§ **Instructions to follow**
Output every line below exactly.

-*-

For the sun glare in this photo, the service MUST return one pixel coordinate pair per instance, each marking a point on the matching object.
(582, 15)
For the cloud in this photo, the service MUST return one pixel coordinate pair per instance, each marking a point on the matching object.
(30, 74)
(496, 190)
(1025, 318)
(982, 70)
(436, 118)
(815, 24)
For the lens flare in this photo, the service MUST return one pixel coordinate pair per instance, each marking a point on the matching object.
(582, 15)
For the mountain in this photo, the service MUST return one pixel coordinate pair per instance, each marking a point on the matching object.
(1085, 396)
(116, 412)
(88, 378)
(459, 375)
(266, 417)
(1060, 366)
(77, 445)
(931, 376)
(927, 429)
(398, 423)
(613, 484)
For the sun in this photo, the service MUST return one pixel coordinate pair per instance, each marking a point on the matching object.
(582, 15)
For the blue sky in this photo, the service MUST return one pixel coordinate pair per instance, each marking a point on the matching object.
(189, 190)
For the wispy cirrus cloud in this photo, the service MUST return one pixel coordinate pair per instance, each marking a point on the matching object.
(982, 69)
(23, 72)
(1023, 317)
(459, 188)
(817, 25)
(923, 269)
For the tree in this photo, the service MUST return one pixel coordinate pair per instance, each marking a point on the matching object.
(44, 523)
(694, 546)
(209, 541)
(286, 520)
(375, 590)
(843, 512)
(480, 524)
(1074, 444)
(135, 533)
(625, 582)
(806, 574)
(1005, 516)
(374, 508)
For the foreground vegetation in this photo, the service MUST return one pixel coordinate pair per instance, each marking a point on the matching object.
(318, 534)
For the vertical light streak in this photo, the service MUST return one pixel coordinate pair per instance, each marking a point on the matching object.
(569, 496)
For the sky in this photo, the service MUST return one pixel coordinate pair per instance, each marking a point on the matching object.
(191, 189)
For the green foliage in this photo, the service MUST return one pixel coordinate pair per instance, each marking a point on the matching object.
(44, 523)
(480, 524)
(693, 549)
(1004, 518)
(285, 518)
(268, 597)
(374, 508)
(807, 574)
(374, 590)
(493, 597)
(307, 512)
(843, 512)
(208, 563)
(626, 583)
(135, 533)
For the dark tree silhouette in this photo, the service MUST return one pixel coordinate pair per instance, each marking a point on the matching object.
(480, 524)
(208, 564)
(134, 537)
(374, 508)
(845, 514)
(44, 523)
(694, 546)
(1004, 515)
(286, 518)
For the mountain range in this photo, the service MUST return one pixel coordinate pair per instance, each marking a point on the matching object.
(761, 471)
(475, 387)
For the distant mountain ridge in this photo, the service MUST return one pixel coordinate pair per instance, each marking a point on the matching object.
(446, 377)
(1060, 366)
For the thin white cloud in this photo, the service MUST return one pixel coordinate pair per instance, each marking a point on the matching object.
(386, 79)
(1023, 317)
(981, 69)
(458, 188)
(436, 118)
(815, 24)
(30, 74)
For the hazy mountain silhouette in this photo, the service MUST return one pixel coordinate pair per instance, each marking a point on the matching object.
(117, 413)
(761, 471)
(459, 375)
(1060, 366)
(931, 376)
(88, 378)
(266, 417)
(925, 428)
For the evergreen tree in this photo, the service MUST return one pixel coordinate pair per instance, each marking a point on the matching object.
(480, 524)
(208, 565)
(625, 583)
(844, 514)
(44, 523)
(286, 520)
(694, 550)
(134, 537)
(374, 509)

-*-

§ **Complete response**
For the sun glare in this photo, the service MUST return one pixel coordinate pair per instance, each marking a point on the matching object.
(582, 15)
For the cloud in this photo, the service MUST return one pixel coordinate pair per instance, each marking a point on the matching object.
(30, 74)
(496, 190)
(1025, 318)
(982, 70)
(436, 118)
(815, 24)
For the lens flare in this photo, the service MUST return one pixel coordinate pair per instance, each marking a point on the matching object.
(582, 15)
For the mountain in this photo, the service MUST return one pixel coordinate pair per instance, each marking a point on the matching object.
(1085, 396)
(116, 412)
(88, 378)
(459, 375)
(266, 417)
(1060, 366)
(77, 445)
(931, 376)
(927, 429)
(398, 423)
(613, 484)
For the sun in this photo, the service MUST return one pixel coordinate pair per instance, each marking a point on the matching object.
(582, 15)
For the blue sky in this photo, the service MUST return one pixel coordinate pair per instance, each marking a point on the matching object.
(189, 190)
For the wispy cirrus cloud in this photo, the service MUST return one pixel coordinate pair per instance, each marking a point on the matching object.
(982, 69)
(23, 72)
(1023, 317)
(459, 188)
(817, 25)
(923, 269)
For the tree in this photo, the service MUST return one pixel coordinate pair per instance, each marking a point on the matching object.
(44, 523)
(694, 546)
(209, 541)
(286, 520)
(375, 590)
(843, 512)
(480, 524)
(1074, 444)
(135, 533)
(625, 582)
(806, 574)
(1005, 516)
(374, 508)
For the foreground vegetation in this photo, the service MUST return one pixel coordinate pair per instance, each marking a point on the matching object.
(318, 534)
For the vertical light streak in this photo, the service MUST return one pixel coordinate pair per instance, each marking a point on the matching object.
(569, 496)
For the sky in this photo, the service MUST return one pixel coordinate pair per instance, each marking a point on the matching object.
(191, 189)
For the green foliage in this photo, the service MUST return one pixel coordinate pair per instance, each marking a point on the matching object.
(44, 523)
(480, 524)
(693, 549)
(1004, 518)
(285, 518)
(268, 597)
(374, 508)
(807, 574)
(374, 590)
(493, 597)
(307, 512)
(843, 512)
(208, 563)
(626, 583)
(135, 533)
For the dark tree silhouette in this photo, the service MUST return one pixel coordinate pair per instance, each marking a point on the matching object.
(480, 524)
(208, 564)
(134, 537)
(374, 508)
(845, 514)
(44, 523)
(694, 546)
(1004, 515)
(286, 518)
For the mountain range in this photo, the service MUST return one pixel coordinate pair per instance, each marking a point on the matching object.
(761, 471)
(475, 387)
For the distant mountain ridge in this photo, the service MUST return one pixel coordinate pair per instance, each marking a point on the matching object.
(446, 377)
(1060, 366)
For the thin white cloud in this photo, the service MUST return one pixel coordinate pair per instance, each marking a point on the matching object.
(386, 79)
(1023, 317)
(981, 69)
(458, 188)
(436, 118)
(815, 24)
(30, 74)
For the hazy mountain silhouette in this photo, the service MUST return one pixel coordinate pair per instance, each marking a point on the matching object.
(117, 413)
(761, 471)
(459, 375)
(1060, 366)
(931, 376)
(88, 378)
(266, 417)
(925, 428)
For the evergreen tree in this photo, the service MUST return one pixel coordinate pair per instance, each marking a point on the matching object.
(480, 524)
(208, 565)
(625, 583)
(844, 514)
(44, 523)
(286, 520)
(694, 550)
(134, 537)
(374, 509)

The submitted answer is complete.